--- EXTRACT TO READ Enclosed Below ---

Nuclear Fusion: A new technology, but who controls it?

Issue section: 
(462)

With the first operational power plant only a decade away, can nuclear fusion live up to its promise of green power?

Within the climate movement of recent years there is much debate about the way forward. Some have looked towards exciting technologies to change capitalism from a carbon-based economy to a Green one. One of the most notable is nuclear fusion, an idea that has attracted scientists and venture capitalists for decades. But what are nuclear fusion technologies?
Can it be an energy solution for the future? To understand what nuclear fusion is we need to have an idea of what happens in the sun. The sun is primarily Hydrogen (91.2 percent) and Helium (8.7 percent). In the extreme conditions at the centre of the sun — 15 million degrees Celsius and unbelievable pressures — heavy hydrogen and helium nuclei combine. As they do, phenomenal amounts of energy are released in the form of light and after travelling 150 million miles, it reflects off your copy of Socialist Review and into your eye.
Nuclear fusion reactors seek to recreate the cataclysmic conditions at the heart of the sun here on Earth. Nuclear fusion is different to nuclear fission, the reaction in current nuclear reactors. In fission, heavy nuclei are made to split into lighter by-products, releasing energy. Radiation from modern reactors’ waste takes tens of thousands of years to decay down to natural levels. This poses a danger to future generations who will be forced to take on the upkeep of these facilities. A worrying figure from the World Nuclear Association is that only 90 percent of nuclear waste is stored adequately. It is an indictment of nuclear firms’ callousness that enormous profits continue despite this. Governments happily allow this dangerous short term approach purely because it is cheaper. The dangers of nuclear disasters should not be understated.

--- End of Enclosed EXTRACT TO READ ---
--- DATA SUPPLIED Enclosed Below ---

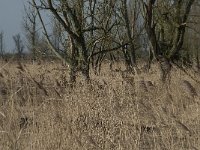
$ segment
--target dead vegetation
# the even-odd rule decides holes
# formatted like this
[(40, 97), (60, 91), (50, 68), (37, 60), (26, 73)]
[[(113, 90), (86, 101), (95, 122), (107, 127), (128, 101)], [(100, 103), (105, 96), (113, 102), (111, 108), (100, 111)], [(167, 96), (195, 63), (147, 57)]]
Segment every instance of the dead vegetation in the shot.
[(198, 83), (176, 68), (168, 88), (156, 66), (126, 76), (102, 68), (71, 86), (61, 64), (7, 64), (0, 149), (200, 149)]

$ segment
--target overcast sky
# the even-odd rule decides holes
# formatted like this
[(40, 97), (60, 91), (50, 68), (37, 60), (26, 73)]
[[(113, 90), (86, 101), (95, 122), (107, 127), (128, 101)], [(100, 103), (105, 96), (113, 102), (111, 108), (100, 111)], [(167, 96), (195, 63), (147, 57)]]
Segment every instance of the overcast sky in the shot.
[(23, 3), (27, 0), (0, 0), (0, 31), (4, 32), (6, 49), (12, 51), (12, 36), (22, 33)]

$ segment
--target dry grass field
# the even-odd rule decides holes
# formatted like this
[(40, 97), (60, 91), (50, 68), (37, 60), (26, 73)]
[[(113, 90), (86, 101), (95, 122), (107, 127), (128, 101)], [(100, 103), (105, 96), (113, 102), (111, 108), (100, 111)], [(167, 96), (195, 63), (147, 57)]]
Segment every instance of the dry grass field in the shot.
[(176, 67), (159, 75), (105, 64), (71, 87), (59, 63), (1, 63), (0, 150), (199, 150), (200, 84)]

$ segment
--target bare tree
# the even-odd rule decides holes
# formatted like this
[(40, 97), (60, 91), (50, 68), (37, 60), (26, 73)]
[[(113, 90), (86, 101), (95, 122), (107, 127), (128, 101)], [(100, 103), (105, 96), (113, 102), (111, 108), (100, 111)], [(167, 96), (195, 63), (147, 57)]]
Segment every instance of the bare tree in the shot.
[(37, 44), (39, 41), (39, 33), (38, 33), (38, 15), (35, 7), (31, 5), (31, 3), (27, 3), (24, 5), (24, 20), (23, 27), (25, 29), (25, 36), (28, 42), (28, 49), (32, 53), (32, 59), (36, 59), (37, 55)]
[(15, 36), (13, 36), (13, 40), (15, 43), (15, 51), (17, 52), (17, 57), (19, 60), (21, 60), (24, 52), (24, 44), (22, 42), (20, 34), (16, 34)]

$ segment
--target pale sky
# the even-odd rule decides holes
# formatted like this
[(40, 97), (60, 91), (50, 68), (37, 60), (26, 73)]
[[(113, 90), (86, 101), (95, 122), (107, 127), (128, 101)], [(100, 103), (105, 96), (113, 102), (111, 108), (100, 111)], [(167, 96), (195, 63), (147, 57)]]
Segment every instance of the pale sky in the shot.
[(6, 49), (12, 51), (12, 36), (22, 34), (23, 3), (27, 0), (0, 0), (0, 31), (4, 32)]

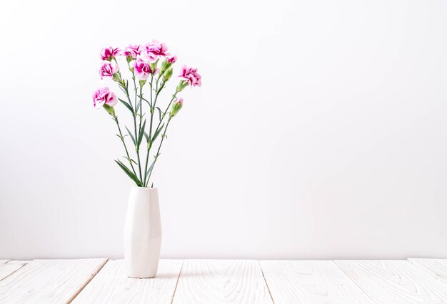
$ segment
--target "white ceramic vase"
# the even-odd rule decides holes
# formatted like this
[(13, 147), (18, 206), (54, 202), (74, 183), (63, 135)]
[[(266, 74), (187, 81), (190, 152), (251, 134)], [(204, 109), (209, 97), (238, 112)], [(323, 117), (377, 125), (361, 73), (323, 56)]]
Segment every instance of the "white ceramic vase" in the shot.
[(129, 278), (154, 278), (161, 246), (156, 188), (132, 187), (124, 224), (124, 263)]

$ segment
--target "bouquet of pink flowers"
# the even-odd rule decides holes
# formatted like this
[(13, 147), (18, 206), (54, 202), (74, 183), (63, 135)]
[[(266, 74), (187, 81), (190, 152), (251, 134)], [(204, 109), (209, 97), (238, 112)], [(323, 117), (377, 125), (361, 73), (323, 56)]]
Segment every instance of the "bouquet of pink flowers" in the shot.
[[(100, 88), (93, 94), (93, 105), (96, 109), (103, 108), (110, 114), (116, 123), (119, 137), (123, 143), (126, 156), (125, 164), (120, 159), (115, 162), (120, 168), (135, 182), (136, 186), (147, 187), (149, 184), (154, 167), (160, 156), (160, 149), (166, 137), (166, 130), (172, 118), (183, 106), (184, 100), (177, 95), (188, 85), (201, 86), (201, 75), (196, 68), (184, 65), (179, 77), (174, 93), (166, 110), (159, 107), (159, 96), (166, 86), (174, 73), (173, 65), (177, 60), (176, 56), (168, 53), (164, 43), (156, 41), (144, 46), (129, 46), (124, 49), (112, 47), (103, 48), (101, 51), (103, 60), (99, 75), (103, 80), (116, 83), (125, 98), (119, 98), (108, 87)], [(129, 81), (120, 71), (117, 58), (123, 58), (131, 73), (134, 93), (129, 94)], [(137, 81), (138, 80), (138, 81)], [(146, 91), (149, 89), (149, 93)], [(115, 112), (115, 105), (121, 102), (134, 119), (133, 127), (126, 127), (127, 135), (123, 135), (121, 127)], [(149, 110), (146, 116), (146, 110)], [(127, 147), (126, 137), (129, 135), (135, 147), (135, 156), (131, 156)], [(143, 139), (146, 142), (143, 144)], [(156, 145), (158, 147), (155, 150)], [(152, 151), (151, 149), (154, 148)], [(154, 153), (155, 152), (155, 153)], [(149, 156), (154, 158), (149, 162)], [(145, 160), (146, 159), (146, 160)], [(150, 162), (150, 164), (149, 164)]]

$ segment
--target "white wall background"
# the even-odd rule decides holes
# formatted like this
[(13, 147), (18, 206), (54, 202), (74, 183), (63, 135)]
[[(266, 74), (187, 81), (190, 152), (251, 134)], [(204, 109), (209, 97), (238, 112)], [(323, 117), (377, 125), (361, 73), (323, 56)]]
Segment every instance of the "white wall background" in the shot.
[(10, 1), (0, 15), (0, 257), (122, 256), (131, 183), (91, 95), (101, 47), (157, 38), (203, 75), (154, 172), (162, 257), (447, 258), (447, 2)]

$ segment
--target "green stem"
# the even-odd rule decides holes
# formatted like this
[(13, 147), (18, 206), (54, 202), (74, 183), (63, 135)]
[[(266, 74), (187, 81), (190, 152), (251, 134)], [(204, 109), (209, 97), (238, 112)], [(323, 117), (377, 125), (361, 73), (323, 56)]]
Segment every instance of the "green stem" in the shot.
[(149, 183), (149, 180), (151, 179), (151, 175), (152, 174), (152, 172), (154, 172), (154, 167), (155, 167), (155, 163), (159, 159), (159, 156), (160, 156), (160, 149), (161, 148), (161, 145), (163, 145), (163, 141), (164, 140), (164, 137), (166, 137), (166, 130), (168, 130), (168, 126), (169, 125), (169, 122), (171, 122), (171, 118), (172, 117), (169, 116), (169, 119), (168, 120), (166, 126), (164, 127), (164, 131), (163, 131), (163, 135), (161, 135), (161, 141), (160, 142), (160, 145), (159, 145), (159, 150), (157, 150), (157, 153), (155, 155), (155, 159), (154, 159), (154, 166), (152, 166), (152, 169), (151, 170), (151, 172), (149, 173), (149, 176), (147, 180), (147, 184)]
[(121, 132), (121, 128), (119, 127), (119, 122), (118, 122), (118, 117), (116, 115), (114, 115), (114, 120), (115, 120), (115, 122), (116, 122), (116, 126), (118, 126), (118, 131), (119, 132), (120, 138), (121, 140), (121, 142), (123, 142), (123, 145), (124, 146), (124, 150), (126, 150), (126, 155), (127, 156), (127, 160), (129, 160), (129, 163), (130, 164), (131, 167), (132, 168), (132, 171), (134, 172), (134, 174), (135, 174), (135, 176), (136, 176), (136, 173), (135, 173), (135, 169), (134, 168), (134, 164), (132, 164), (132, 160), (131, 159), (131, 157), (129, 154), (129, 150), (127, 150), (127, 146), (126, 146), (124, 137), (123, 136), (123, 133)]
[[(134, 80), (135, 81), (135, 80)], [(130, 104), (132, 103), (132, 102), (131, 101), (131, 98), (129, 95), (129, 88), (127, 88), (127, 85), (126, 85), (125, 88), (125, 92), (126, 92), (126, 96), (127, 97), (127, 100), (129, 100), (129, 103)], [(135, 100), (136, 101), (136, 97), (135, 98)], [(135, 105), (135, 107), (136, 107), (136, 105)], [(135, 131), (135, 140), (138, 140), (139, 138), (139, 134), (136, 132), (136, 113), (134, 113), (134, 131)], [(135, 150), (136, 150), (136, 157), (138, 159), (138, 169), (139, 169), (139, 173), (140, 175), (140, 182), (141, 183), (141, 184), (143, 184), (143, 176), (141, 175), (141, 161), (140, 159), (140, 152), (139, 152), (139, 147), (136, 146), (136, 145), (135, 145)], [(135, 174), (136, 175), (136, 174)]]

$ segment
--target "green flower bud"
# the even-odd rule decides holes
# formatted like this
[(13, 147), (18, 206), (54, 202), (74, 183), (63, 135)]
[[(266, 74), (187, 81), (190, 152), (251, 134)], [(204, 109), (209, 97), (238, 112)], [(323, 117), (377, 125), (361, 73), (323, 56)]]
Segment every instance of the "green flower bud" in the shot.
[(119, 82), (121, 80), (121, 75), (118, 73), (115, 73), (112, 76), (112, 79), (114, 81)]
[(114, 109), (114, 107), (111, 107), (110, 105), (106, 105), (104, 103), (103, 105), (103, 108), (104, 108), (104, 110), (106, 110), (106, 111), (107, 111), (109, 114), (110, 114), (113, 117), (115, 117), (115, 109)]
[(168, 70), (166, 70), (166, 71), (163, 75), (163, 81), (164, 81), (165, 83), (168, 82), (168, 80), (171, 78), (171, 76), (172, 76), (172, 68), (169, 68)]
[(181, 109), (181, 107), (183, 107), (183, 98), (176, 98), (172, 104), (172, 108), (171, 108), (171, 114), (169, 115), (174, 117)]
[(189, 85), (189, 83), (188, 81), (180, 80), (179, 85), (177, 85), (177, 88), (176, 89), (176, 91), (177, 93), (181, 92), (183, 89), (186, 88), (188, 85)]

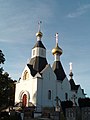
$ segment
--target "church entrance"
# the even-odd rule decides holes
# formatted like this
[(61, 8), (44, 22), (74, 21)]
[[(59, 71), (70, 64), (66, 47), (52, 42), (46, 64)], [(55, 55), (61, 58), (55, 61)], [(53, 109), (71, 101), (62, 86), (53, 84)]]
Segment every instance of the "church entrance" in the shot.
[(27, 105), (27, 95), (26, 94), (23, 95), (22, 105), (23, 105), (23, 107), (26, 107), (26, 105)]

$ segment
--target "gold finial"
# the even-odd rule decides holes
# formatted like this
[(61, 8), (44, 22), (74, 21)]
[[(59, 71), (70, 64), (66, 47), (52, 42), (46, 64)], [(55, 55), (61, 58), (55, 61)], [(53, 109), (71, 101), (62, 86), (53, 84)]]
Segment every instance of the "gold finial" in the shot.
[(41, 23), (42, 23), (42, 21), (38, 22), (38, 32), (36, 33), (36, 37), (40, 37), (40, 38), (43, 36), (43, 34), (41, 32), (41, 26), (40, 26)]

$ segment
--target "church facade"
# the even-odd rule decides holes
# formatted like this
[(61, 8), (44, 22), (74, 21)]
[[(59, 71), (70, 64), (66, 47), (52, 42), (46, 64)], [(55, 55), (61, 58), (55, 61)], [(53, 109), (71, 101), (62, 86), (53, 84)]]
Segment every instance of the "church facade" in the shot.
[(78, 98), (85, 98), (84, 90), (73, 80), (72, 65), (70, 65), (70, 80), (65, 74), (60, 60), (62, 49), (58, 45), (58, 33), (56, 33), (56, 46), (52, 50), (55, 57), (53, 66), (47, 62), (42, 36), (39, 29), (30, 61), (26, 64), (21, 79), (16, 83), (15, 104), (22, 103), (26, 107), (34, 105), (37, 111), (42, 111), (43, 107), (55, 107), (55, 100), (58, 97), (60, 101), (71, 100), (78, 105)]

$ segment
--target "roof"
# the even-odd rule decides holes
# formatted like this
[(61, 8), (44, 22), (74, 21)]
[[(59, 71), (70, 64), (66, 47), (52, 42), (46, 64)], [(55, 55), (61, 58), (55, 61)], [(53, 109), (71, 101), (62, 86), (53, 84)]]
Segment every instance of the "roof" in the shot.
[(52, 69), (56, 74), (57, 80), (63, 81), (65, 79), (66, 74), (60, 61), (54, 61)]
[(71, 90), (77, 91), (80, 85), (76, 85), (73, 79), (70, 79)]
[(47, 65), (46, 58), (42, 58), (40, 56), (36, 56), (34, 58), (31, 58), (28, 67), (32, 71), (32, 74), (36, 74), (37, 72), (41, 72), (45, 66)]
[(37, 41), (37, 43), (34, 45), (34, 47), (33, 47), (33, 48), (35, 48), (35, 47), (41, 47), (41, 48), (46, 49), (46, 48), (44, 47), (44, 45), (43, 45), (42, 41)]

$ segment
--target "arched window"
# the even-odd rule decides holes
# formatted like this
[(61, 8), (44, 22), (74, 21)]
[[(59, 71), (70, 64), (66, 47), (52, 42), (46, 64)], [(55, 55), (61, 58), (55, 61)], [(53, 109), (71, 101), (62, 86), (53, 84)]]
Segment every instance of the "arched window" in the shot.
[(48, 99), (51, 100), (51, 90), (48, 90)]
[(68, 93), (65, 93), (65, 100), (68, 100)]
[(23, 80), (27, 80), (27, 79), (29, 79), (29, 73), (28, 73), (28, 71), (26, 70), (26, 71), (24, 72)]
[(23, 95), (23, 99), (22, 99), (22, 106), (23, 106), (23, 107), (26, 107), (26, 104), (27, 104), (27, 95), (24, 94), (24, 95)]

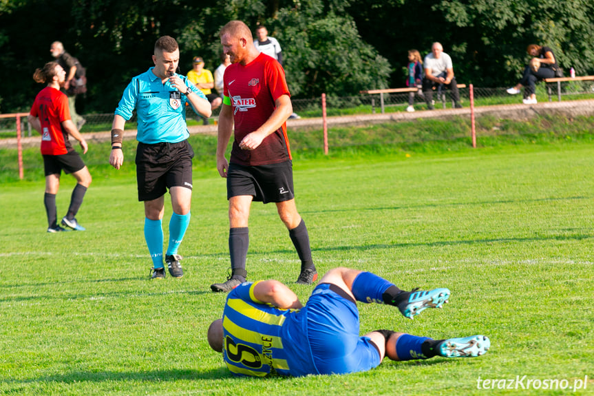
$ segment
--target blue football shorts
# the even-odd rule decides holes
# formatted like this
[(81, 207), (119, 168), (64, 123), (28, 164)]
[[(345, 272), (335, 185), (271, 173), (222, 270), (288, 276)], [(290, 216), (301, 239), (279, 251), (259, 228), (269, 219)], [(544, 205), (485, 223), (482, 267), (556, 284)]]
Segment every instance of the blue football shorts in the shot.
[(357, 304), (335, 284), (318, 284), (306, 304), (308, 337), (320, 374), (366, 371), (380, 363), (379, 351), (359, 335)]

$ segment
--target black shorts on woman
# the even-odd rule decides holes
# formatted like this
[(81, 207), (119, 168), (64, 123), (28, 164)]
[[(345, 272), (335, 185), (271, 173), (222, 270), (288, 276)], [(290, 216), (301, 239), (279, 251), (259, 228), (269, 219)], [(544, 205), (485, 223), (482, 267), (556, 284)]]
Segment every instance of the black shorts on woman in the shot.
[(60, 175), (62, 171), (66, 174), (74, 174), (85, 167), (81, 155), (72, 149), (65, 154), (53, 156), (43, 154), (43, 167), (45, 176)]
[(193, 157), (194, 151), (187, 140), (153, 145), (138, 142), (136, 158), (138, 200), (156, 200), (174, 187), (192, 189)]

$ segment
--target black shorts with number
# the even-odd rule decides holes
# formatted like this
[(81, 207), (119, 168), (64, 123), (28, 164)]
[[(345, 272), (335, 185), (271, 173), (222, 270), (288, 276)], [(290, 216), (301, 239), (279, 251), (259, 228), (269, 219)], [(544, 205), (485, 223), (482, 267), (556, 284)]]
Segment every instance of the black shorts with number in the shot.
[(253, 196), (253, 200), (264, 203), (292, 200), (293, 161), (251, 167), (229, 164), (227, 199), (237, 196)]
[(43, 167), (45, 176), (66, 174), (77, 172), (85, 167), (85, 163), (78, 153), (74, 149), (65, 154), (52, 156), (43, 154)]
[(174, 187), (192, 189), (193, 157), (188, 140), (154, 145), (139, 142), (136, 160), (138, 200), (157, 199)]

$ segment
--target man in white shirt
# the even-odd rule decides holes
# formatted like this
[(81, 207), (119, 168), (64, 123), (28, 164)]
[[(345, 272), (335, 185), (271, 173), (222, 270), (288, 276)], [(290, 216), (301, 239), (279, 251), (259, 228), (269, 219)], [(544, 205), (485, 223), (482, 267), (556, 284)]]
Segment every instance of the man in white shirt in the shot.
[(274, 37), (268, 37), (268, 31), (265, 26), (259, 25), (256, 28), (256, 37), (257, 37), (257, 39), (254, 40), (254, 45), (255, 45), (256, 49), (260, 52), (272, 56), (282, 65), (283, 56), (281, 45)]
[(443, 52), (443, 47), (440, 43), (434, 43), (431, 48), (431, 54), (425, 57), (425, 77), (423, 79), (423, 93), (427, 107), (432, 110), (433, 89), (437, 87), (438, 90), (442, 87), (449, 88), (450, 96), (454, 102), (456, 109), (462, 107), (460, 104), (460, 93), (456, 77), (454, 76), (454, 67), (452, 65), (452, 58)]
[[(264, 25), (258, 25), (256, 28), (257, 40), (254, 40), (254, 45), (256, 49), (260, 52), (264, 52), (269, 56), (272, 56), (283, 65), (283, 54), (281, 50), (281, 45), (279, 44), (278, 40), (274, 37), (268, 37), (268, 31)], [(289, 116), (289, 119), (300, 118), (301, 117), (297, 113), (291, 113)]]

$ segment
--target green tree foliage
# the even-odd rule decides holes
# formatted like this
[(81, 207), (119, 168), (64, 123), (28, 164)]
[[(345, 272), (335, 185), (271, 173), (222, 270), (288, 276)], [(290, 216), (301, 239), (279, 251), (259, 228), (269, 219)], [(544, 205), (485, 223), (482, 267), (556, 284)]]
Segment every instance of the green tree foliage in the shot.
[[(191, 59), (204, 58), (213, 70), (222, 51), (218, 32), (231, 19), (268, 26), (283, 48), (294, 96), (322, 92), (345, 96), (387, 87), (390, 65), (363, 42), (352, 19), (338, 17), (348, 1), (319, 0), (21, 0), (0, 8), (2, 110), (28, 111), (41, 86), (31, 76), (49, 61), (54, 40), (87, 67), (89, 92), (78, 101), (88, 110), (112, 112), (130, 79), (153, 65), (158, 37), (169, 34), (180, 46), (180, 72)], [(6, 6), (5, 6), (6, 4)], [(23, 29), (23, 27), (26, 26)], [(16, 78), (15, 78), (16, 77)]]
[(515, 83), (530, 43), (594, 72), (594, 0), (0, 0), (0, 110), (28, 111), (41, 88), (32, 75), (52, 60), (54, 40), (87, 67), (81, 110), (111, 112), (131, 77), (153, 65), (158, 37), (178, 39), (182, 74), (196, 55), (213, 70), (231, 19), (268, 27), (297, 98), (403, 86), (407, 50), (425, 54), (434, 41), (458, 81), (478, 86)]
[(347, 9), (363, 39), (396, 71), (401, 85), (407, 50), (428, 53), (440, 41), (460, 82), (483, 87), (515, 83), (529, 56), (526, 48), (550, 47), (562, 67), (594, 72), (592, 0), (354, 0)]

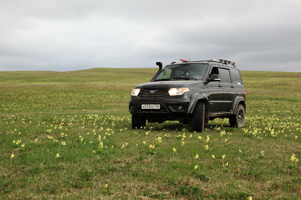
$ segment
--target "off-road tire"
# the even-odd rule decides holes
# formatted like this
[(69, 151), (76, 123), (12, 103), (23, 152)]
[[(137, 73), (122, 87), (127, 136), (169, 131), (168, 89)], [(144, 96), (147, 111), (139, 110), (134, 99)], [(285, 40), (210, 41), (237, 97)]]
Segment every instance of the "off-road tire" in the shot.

--- End of Enclosed DATA SUPPLIED ---

TASK LIST -
1 – Answer these from the article on nuclear fusion:
(a) What temperature does it give for the center of the sun?
(b) How far does the sun's light travel, in the figure it cites?
(c) How long does radiation from modern reactors' waste take to decay to natural levels?
2 – List every percentage figure in the article on nuclear fusion, and state what each one measures.

RESULTS -
1 –
(a) 15 million degrees Celsius
(b) 150 million miles
(c) Tens of thousands of years

2 –
- 91.2 percent: the share of the sun that is hydrogen
- 8.7 percent: the share of the sun that is helium
- 90 percent: the share of nuclear waste that is stored adequately, according to the World Nuclear Association